■ WORK TO BE COMPLETED
Reproduce the data from the line containing "the white signboard" through the end of the data, inclusive, substituting "disk" for every occurrence of "circle" and leaving everything else unchanged.

■ INPUT MATERIAL
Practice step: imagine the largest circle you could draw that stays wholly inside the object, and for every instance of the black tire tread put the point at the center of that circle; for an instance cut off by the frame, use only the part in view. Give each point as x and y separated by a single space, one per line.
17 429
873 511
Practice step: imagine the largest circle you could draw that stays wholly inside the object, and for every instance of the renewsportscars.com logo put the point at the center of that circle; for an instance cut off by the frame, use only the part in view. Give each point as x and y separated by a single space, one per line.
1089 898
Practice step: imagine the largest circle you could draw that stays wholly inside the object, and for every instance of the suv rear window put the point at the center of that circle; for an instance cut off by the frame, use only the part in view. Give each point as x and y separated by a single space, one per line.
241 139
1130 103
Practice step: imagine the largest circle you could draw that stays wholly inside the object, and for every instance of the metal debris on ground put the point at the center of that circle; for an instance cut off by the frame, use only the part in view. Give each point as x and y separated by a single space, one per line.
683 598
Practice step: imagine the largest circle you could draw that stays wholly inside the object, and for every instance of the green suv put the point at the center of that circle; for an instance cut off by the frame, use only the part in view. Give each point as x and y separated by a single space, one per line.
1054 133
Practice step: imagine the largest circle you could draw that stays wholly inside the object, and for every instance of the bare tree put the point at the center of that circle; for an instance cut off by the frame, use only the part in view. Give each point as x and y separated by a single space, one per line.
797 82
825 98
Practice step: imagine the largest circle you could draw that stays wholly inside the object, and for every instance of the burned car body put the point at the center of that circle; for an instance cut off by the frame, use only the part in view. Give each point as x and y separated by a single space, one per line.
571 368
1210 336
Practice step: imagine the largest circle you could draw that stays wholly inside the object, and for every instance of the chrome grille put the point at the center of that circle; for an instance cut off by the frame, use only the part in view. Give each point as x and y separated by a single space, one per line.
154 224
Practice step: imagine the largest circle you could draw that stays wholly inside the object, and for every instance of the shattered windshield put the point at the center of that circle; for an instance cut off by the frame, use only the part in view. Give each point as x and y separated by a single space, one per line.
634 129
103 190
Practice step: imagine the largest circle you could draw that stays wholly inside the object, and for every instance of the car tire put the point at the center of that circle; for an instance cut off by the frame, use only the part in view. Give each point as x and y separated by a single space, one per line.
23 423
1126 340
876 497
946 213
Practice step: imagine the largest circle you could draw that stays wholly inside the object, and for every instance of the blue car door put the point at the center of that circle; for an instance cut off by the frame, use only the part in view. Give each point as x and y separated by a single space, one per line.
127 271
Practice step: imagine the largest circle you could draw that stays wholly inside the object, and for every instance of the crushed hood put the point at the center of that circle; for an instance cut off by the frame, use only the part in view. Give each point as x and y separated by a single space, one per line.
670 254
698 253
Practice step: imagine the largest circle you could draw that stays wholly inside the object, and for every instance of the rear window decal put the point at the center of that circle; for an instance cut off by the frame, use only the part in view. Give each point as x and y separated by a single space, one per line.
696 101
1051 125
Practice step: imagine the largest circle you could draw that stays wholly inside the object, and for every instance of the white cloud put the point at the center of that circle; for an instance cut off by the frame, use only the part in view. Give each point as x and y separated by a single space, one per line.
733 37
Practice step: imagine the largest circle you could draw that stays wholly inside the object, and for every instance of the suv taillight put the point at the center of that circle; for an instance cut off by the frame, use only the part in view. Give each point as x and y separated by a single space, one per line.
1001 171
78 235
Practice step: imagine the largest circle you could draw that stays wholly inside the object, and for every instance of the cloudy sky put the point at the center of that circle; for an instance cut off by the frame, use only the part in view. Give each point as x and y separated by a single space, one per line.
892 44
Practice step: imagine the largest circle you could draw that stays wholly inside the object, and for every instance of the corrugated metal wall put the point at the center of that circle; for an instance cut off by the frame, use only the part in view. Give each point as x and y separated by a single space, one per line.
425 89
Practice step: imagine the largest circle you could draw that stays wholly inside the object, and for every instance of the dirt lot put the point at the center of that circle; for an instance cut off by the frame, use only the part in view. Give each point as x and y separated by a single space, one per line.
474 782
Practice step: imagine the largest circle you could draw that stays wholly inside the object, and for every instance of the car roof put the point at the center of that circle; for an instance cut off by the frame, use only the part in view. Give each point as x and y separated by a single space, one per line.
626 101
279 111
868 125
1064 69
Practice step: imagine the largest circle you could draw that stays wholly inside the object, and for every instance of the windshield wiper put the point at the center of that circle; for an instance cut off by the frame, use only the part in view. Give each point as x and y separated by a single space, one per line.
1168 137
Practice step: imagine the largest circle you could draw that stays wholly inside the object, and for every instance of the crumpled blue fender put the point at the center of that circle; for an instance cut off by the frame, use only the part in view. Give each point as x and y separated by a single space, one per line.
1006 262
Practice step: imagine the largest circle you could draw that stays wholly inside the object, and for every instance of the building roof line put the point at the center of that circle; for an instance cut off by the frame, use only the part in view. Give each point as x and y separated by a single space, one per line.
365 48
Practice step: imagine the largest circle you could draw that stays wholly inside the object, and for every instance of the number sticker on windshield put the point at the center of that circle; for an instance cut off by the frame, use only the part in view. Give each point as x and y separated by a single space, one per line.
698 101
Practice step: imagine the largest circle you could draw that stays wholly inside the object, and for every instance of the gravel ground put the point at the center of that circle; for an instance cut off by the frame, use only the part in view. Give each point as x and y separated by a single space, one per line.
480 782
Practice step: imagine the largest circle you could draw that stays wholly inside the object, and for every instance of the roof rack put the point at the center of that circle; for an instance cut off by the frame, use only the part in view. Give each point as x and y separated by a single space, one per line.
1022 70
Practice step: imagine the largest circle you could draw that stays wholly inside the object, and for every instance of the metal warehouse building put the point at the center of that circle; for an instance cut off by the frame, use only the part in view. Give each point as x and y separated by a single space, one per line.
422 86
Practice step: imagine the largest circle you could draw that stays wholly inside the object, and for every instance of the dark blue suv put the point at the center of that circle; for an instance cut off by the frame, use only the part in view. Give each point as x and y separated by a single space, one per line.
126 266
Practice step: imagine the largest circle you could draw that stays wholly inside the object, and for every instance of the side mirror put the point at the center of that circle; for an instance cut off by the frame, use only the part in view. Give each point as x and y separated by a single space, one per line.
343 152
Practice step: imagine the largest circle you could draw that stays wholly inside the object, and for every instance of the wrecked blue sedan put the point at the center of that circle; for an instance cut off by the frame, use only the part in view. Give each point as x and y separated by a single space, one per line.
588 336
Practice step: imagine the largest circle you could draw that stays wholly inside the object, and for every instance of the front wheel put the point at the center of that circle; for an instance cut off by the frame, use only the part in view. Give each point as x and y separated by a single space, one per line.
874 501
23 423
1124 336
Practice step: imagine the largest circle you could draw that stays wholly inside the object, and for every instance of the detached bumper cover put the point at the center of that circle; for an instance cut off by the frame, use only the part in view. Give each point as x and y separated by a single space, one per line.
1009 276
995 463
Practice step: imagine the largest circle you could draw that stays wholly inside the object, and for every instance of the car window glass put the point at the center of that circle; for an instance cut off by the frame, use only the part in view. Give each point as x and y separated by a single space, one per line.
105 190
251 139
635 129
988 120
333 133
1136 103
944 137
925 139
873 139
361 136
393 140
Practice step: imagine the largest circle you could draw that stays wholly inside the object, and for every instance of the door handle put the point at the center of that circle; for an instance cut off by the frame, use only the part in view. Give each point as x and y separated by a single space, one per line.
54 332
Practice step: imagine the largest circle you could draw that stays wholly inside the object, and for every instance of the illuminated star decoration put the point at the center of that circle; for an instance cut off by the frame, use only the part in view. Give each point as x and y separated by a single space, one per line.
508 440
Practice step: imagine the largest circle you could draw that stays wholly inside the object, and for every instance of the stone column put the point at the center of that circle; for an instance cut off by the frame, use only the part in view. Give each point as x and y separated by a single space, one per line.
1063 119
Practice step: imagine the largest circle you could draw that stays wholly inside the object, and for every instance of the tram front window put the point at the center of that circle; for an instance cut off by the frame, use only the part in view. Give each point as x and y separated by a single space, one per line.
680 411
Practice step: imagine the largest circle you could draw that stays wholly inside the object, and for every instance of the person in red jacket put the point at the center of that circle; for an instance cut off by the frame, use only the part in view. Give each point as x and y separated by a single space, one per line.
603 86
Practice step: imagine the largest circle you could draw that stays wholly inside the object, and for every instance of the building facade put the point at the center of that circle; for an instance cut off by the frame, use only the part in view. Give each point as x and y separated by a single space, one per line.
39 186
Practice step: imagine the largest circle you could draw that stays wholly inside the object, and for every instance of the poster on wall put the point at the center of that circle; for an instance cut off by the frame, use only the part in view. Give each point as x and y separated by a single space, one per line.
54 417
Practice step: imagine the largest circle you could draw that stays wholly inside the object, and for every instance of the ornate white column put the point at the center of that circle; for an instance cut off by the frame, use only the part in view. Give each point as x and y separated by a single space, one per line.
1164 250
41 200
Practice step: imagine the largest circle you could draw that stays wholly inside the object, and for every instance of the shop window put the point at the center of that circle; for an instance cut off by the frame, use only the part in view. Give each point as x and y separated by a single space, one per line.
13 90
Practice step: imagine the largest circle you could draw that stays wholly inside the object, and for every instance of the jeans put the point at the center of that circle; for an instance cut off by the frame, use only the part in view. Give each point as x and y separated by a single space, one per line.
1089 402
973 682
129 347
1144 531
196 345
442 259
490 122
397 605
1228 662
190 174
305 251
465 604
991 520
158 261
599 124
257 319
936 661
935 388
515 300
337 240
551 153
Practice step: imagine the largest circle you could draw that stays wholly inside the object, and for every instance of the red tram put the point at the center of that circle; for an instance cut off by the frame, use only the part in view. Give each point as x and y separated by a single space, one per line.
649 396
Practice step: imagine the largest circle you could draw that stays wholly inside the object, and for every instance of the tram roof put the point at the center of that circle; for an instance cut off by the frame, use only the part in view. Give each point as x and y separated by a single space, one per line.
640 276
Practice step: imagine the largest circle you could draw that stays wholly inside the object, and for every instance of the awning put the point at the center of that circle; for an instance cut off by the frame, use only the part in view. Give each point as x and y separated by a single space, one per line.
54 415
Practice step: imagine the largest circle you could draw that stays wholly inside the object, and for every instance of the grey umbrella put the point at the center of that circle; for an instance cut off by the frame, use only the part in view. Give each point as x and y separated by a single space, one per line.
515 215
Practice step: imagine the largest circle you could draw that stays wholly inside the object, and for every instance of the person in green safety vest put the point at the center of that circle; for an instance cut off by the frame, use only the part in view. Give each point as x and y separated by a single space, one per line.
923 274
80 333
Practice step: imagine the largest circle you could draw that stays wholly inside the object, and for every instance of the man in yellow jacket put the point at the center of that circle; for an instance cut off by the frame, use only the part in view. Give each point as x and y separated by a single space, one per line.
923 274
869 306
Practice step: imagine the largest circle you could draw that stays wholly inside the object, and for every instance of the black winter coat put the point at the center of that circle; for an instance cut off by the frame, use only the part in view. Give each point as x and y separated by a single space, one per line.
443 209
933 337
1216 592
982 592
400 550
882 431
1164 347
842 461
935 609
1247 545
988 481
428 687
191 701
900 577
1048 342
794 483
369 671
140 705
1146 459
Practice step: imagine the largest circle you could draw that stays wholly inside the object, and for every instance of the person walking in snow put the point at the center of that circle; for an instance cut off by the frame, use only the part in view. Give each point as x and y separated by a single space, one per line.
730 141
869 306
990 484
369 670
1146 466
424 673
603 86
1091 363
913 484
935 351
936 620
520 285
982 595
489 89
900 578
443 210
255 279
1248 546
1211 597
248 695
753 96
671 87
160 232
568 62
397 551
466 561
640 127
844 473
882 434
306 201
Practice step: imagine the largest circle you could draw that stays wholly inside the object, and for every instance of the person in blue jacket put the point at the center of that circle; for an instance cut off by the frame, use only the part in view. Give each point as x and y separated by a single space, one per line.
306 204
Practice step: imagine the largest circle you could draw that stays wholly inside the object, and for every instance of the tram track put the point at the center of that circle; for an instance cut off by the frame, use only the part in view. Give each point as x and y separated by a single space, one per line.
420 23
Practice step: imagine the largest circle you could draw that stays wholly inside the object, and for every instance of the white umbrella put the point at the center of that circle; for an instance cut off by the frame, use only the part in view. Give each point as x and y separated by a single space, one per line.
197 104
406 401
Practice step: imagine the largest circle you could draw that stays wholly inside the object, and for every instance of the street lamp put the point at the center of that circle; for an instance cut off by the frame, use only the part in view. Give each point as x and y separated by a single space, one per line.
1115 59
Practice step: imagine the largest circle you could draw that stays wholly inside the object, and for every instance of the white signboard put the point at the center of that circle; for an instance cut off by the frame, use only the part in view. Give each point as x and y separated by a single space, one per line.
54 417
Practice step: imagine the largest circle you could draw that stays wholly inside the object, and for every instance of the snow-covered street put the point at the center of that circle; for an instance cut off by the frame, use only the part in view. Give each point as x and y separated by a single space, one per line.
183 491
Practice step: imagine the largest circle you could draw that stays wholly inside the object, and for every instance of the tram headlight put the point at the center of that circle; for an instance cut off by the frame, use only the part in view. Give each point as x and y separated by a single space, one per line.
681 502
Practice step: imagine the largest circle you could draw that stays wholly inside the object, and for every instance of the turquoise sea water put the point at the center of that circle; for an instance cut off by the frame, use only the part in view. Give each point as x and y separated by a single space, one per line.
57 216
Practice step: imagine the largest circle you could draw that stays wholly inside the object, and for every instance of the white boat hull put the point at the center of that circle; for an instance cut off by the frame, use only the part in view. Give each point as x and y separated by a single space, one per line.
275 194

■ ANSWER TO THE EXERCISE
Practice step: imagine the largest disk you could draw that stays wholly inside the object, and for every instance of the white signboard put the point at the center of that disk; for an instance cut off by the frame, use only the part in view. Give each point as x and y separated by a single space, one per line.
54 417
Practice step: imagine the largest disk you could draw that stays wholly inside the object, and for every instance of the snow-covered street put the point at the center of that disk; for an instance cut off by the frame, use only the part in view. Give each point as x and y separated by a single space, one per line.
183 491
Practice step: imagine the largest disk you could draw that stays wholly inside the object, and for every instance of the tram headlight put the point at the center of that disk; for an instance cut off by the frame, use only the part in view. Give each point as x and y separated by a single space, one per line.
681 502
Practice step: imagine the largest disk you could draw that stays wholly inside the object, and for every instance of the turquoise sea water put the point at the center of that disk; for an instance cut off by the frame, use only the part in view. Give each point as x and y separated by a single space, one per line.
57 216
Practice step: imagine the largest disk you could draw that stays wholly inside the object, and for every instance of the white boat hull put the point at the center of that disk; for an instance cut off by the frame, use only the part in view. Give each point as x and y separated by a single space, one per line.
275 194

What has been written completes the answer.